─── EXTRACT TO READ ───

Preparing to re-open

 In Membership

On Friday, the Government of Ontario authorized select non-essential businesses to re-open Monday, May 4th under strict, careful conditions. As our members develop their own plans to re-open, please review the province’s recommendations and adapt them to the specific demands of your business.

ORVDA is pleased to confirm that motorhome dealerships are covered under the “auto dealership” category and may resume business by appointment only.

We recommend that dealerships maintain a customer log including the name, date and contact information of those appointments in the event that an employee subsequently tests positive for COVID-19.

ORVDA and our advocacy team is seeking clarification on whether other RV dealerships may resume business.

 

1. Protecting yourself and your co-workers

Coronaviruses are spread through close contact, including at work. Here are some helpful tips to help prevent the spread of germs:

  • Wash your hands often with soap and water or alcohol-based hand sanitizer.
  • Wash or sanitize hands after making or receiving deliveries.
  • Sneeze and cough into your sleeve.
  • If you use a tissue, discard immediately and wash your hands afterwards.
  • Avoid touching your eyes, nose or mouth.
  • Avoid contact with people who are sick.
  • Stay home if you are sick.

─── DATASET CONTENT ───

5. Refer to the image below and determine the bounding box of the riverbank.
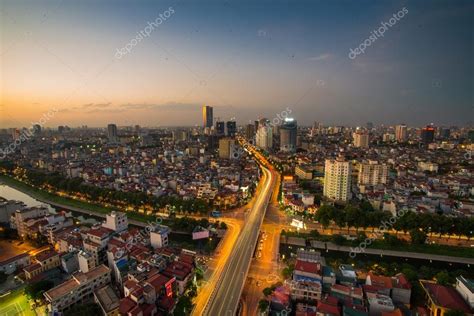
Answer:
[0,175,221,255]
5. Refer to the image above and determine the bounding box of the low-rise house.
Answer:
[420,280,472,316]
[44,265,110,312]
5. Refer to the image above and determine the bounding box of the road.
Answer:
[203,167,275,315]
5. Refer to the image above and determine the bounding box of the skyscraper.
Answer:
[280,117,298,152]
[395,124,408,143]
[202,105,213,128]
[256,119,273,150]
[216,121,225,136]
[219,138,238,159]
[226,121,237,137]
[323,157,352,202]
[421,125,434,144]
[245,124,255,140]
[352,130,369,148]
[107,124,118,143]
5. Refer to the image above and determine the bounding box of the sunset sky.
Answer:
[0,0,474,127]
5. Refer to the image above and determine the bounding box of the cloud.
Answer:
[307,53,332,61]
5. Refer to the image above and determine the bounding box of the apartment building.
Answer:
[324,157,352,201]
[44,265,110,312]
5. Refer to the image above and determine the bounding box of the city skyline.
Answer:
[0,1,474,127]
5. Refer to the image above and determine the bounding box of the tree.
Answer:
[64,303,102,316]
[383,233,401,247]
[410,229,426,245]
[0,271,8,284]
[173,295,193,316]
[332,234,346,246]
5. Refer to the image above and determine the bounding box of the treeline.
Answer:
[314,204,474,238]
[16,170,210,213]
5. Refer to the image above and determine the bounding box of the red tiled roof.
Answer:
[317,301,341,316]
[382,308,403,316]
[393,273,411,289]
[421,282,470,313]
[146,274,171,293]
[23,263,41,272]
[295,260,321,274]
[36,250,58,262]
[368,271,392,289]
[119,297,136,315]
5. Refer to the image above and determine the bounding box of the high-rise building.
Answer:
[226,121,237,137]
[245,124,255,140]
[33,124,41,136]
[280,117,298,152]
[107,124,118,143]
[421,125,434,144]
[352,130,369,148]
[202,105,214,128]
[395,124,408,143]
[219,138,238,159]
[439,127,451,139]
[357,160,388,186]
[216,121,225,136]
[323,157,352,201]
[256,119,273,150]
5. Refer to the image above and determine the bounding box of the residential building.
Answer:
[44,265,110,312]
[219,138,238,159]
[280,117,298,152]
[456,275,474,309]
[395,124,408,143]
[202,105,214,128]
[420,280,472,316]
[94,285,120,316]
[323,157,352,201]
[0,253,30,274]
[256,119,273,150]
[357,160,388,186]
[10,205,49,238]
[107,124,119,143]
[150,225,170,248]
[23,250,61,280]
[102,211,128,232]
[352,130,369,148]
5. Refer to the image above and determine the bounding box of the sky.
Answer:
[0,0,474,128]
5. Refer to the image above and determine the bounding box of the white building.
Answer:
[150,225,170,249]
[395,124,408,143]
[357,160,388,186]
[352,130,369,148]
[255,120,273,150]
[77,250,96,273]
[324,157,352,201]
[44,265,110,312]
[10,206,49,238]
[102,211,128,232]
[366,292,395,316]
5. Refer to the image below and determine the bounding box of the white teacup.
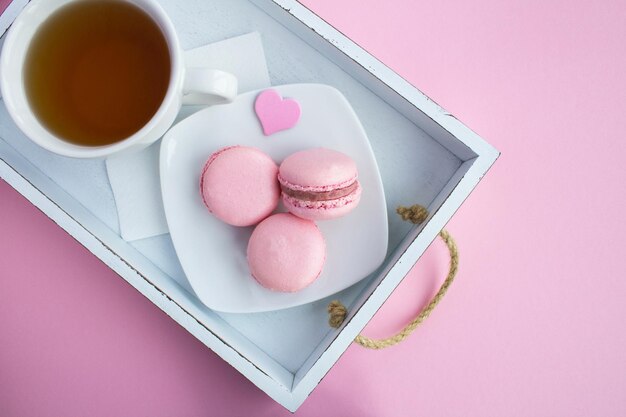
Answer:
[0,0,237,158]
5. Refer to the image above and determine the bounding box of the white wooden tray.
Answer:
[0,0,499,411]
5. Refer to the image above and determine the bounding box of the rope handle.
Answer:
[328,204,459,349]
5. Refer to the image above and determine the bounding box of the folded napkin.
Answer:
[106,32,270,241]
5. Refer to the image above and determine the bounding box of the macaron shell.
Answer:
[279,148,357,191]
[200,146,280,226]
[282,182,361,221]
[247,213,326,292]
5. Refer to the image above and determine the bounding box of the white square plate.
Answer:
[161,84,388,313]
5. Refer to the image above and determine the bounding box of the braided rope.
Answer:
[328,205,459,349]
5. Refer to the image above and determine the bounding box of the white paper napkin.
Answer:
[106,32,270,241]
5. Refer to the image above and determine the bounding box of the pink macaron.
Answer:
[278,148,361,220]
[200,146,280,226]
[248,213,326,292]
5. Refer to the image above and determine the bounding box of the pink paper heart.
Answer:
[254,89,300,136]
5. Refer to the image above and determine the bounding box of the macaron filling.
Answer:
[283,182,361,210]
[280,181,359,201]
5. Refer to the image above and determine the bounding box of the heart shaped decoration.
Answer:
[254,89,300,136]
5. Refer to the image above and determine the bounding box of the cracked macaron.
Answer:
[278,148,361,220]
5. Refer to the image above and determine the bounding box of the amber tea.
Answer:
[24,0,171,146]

───
─── DATASET CONTENT ───

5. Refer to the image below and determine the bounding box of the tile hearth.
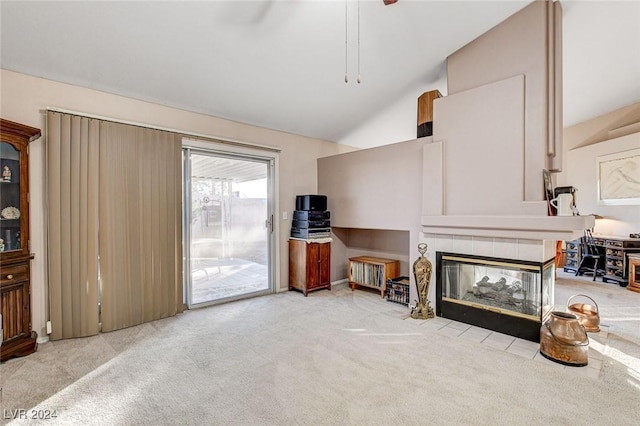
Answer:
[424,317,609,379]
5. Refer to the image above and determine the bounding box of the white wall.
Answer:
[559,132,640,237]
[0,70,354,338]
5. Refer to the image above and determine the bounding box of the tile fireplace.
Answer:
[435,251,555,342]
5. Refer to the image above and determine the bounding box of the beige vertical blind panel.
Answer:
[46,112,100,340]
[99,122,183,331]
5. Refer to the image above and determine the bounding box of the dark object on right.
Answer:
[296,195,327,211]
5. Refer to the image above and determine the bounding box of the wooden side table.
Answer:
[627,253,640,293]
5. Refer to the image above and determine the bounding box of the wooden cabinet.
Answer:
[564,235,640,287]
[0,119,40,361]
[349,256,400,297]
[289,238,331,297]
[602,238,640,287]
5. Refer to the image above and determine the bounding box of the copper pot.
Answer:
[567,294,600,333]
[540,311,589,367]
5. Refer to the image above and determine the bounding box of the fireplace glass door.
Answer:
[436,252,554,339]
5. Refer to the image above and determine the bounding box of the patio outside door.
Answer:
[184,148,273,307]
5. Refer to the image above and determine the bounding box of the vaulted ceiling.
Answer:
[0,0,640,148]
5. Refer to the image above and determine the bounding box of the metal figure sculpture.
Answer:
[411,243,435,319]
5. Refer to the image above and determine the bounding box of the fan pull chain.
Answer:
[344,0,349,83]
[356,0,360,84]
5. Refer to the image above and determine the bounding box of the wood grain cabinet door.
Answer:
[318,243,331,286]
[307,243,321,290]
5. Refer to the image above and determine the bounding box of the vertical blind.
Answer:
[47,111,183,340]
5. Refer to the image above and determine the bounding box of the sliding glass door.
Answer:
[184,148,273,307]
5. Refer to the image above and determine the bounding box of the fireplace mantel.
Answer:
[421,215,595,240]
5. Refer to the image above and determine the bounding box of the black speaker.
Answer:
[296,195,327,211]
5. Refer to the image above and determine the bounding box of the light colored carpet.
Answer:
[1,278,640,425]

───

WHAT TO WORK ON: Carry on the dealership re-opening notice from its last line, "Stay home if you are sick." The data is separate from the dealership re-opening notice.

RESPONSE:
  • Avoid high-touch areas, where possible, or ensure you clean your hands afterwards.
  • Where possible, wear gloves when interacting with high-touch areas. Do not touch your face with gloved hands. Take care when removing gloves. Ensure you wash your hands after removing them.
  • Wash your clothes as soon as you get home.
  • If you are ill: notify your supervisor immediately, complete the self-assessment and follow the instructions.

 

2. Workplace physical distancing

As advised by the Chief Medical Officer and public health officials, physical distancing is required to control the spread of COVID-19 (coronavirus).

Here are some tips employers can use to help ensure physical distancing in the workplace:

  • Add floor markings and barriers to manage traffic flow and physical distancing.
  • Stagger start times, shifts, breaks, and lunch times.
  • Restrict the number of people on-site and where they are assigned to work.
  • Control site movement (by limiting the potential for workers to gather).
  • Limit the number of people working in one space at the same time.
  • Minimize the number of people using each piece of equipment in instances where sharing equipment cannot be avoided.
  • Hold meetings in an outside or large space.
  • Install barriers where practical; this can include plexiglass.
  • Limit unnecessary on-site interaction between workers, and with outside service providers.
  • Install barriers between workers where practical; this can include plexiglass.

 

Workplace sanitation

Coronaviruses are spread person to person through close contact, including at work. While employers always have an obligation to maintain clean worksites, that obligation is under sharper focus due to COVID-19.

Here are some tips for employers to use:

  • Provide ways to properly clean hands, by providing access to soap and water or alcohol-based hand sanitizer.
  • Have all employees and visitors wash their hands thoroughly with soap and water before entering the workplace and after contact with surfaces others have touched.
  • Include handwashing before breaks and at shift changes.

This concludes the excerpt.